[Opening Records for the task section]

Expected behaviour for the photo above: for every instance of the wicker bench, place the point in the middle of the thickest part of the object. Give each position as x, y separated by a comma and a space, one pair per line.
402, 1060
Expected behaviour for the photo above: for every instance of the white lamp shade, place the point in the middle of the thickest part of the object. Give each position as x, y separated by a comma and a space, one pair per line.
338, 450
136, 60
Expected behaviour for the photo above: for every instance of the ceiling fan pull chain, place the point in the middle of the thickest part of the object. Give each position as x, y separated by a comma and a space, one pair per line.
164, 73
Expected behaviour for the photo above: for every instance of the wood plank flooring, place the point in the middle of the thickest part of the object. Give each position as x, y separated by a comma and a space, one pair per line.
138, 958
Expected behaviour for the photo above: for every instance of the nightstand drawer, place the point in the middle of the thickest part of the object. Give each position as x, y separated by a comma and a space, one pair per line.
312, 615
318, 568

[Closing Records for the task section]

**Task requirements:**
What you return should match every line above exactly.

**Expected answer:**
Expected behaviour for the photo above: for every instance of the wicker bench, place the point in the middle of the thickest part of the object. Give each position as x, y separated by a comma and a space, one pair per line.
402, 1060
Expected behaviour for the photo above: for every instance of the white lamp shade, place the point in the middle of the thickest part of the object. Give each position as x, y separated by a comma and a space, one pair per line.
338, 450
136, 60
Expected behaviour for the photo above: for every instance of the ceiling fan pull chain, place the point in the middle of the thickest part of the object. Give each position as x, y separated by a comma and a space, one pair per line.
164, 73
Expected behaviour for the photo above: for every instance of the wood plank flooring, place the point in the middle of the thickest part of the object. Give each position as x, y separated by a comma and a space, one pair per line.
138, 958
Expected behaviour for the photo above: for every instance of the nightstand drawer, place the point in the middle of the thickest part of the object. Give each position as x, y separated by a comma and a space, one pair per line.
312, 615
318, 568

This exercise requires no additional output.